RECORDED INFORMATION
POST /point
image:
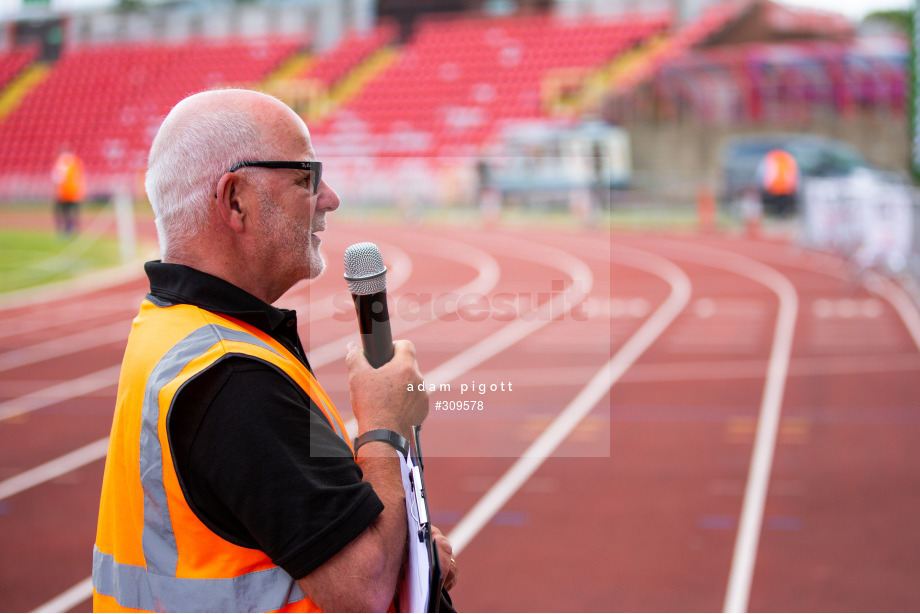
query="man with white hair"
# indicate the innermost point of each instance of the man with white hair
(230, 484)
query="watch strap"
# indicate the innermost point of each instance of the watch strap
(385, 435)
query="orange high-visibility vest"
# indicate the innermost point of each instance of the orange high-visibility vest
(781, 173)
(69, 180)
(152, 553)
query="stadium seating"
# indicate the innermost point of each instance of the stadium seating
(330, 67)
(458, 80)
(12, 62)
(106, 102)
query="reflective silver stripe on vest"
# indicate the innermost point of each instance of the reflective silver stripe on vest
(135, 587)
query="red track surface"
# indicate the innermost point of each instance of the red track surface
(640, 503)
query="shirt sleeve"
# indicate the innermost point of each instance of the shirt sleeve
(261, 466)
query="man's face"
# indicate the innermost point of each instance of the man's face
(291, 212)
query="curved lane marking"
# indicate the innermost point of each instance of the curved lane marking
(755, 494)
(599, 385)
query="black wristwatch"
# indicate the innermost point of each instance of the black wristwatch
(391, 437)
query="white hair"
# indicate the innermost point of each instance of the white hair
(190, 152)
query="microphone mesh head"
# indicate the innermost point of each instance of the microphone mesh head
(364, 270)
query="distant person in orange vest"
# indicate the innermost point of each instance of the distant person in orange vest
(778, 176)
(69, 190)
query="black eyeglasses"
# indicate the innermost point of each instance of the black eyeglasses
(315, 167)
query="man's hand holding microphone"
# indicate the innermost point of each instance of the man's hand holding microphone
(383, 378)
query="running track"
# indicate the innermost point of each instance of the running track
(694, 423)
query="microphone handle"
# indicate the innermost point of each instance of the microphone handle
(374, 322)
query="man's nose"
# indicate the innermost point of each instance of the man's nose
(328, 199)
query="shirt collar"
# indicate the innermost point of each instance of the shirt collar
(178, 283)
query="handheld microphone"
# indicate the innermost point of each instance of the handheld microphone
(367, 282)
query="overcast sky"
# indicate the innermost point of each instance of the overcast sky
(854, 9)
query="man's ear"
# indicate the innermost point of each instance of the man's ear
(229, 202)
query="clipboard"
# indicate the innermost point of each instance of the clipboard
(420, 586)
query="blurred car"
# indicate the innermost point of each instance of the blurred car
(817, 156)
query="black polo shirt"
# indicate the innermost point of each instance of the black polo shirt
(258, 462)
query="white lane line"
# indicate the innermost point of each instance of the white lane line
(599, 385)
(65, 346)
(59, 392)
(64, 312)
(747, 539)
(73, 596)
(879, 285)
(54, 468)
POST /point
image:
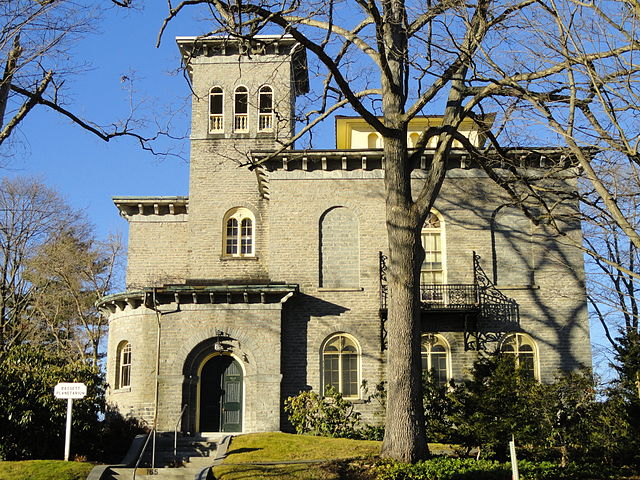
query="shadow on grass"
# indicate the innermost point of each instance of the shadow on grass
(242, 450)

TASK
The entries above are to be repeated in full, except for their pictures.

EXERCISE SOLUTION
POST /point
image:
query="man with white hair"
# indicate the innermost point of each instance of the man with white hair
(230, 484)
query="watch strap"
# indicate the innermost point of each instance of the watch strap
(385, 435)
query="orange high-visibility vest"
# indicate the innermost point of each instance of the orange high-visibility vest
(781, 173)
(69, 180)
(152, 553)
query="stadium seating"
# indicate the innermost point of each instance of the stadium seating
(330, 67)
(458, 80)
(12, 62)
(106, 102)
query="reflective silver stripe on vest"
# indicate the innermost point of each instance of the reflective silver stripe on vest
(135, 587)
query="red track surface"
# indicate the innermost point of each instance of the red track surface
(640, 503)
query="shirt sleeve"
# indicate the innermost point of each instance of the shirt sleeve
(261, 466)
query="man's face"
# indicate the innermost point of each instance of the man's face
(291, 212)
query="curved lane marking"
# indicate the innermost point of each instance of the curved lane marking
(755, 494)
(599, 385)
query="black wristwatch"
# indicate the innermost point of each instance of the black wristwatch
(391, 437)
query="white hair"
# indicate the innermost point of each instance of the white hair
(190, 152)
query="microphone mesh head"
# indicate the innermost point of each instance of the microphone mesh head
(364, 270)
query="distant person in orange vest"
# indicate the innermost point of each instance of the distant person in orange vest
(778, 176)
(69, 190)
query="black eyeglasses"
# indicate the innermost point of each instance of the black eyeglasses
(315, 167)
query="man's hand holding microphone"
# indicate the innermost point of each instance of the man's hand holding microphone
(383, 378)
query="running track"
# indicate the innermost point of each instance of the running track
(694, 423)
query="microphone handle"
# indicate the innermost point of each instance of the microphone handle
(374, 322)
query="man's nose"
# indicate the innermost point of each instance of the man's nose
(328, 199)
query="shirt collar"
# indicate the innermost point of each instance of the shirt collar
(178, 283)
query="handheld microphone"
# indicate the innermost point of each instance of the handheld microphone
(367, 282)
query="overcast sky"
# indicate the innermost point of each instance of the overcast sky
(854, 9)
query="man's ear"
# indicate the innermost point of each instance of the man's ear
(229, 202)
query="clipboard"
# indicate the innermost point of each instance of the clipboard
(420, 586)
query="blurred car"
# indicate the innermost point of each instance of the blurred car
(817, 156)
query="black polo shirt"
# indicate the innermost point of each instance of the black polo shirt
(258, 462)
query="white lane line"
# indicate the innermost point of each instance of the white lane line
(599, 385)
(65, 346)
(59, 392)
(64, 312)
(747, 539)
(73, 596)
(879, 285)
(54, 468)
POST /point
image:
query="shadow on grass"
# indicate the innermost point of each instance of the shadow on grass
(242, 450)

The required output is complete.